The standard in most states is determining whether the receiving bank actually knew that the funds were being delivered to a phony account. That is, you would have to show that the receiving bank actually knew that the account number that you listed for the wire and to which you wanted the funds to be delivered did not belong to the company that you named in the wiring instructions. The reason: the receiving bank is allowed to rely only on the account number listed by you for the wire and does not have to match the account number with the name of the company designated in the wire instructions to receive the funds. As long as the receiving bank delivers the funds to the account number that you listed, the receiving bank is freed from fault, even if the account number does not belong to the company that you listed as the intended recipient.

The result seems harsh. My first reaction was that a bank that receives wired funds should be required to match the account number that you listed with the name of the company to which you wired the funds. That way, the receiving bank can ensure that the funds are delivered to the proper, intended vendor.

However, the policy under the UCC is to allow for rapid and fluid commercial transactions. The UCC expects that if every time funds are wired and a receiving bank is forced to match the account number on the wire to the name of the business to which the wire was intended, that would create major bottlenecks for banks and slow them down, given the number of electronic transfers that the banks handle.

Stated goal 1: Check each statement against the passage on wire transfers: (a) the receiving bank must match the account number with the company name; (b) the UCC policy aims to allow fast commercial transactions; (c) the writer first thought a receiving bank should have to match the account number with the company name. Answer yes or no for each, quoting the deciding words of the passage.
Stated goal 2: Rewrite the passage on wire transfers from "The result seems" up to and including "the banks handle.", changing "vendor" to "supplier".
The material after this point comes from a separate source.

Provided data:
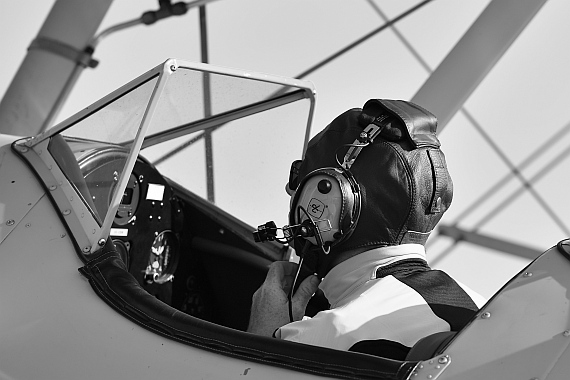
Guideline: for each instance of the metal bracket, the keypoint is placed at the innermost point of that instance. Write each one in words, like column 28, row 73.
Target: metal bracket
column 430, row 369
column 80, row 57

Written answer 1:
(a) No: "does not have to match the account number with the name of the company designated in the wire instructions to receive the funds"
(b) Yes: "the policy under the UCC is to allow for rapid and fluid commercial transactions"
(c) Yes: "My first reaction was that a bank that receives wired funds should be required to match the account number that you listed with the name of the company to which you wired the funds"

Written answer 2:
The result seems harsh. My first reaction was that a bank that receives wired funds should be required to match the account number that you listed with the name of the company to which you wired the funds. That way, the receiving bank can ensure that the funds are delivered to the proper, intended supplier.

However, the policy under the UCC is to allow for rapid and fluid commercial transactions. The UCC expects that if every time funds are wired and a receiving bank is forced to match the account number on the wire to the name of the business to which the wire was intended, that would create major bottlenecks for banks and slow them down, given the number of electronic transfers that the banks handle.